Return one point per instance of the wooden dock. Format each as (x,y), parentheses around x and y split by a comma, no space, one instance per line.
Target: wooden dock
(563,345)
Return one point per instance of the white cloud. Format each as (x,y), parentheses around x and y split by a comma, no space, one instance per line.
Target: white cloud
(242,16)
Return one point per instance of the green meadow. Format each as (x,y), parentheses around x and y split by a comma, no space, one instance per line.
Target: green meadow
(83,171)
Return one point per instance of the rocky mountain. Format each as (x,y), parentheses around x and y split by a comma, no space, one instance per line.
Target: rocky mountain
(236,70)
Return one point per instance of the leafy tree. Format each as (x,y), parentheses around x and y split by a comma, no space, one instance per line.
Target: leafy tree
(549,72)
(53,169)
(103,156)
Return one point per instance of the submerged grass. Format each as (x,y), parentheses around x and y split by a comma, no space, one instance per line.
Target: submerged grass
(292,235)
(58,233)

☆ ☆ ☆ ☆

WHAT NEEDS TO BE DONE: Include in the answer nothing but an exact repetition of the lines from the one with "Return one point per instance of the white" through the end of the material.

ANSWER BELOW:
Return one point per instance of the white cloud. Format each as (x,y), parentheses around x and y split by a comma, no space, one instance per line.
Target: white cloud
(242,16)
Return one point per instance of the green meadow. Format each as (x,y), parentheses around x and y split by a comma, no space, one instance per line.
Target: green meadow
(83,171)
Return one point per instance of the rocky mountain. Format each as (x,y), parentheses around x and y split by a comma, no space, one instance per line.
Target: rocky mountain
(236,70)
Return one point per instance of the leafy tree. Format each as (x,y), parentheses around x and y split by a comma, no space, one instance per line.
Target: leafy tree
(549,72)
(53,169)
(103,156)
Return one point per instance of the submerged grass. Format each as (x,y), parentheses around x and y split by a comma, no space, one instance per line.
Target: submerged grass
(292,235)
(58,233)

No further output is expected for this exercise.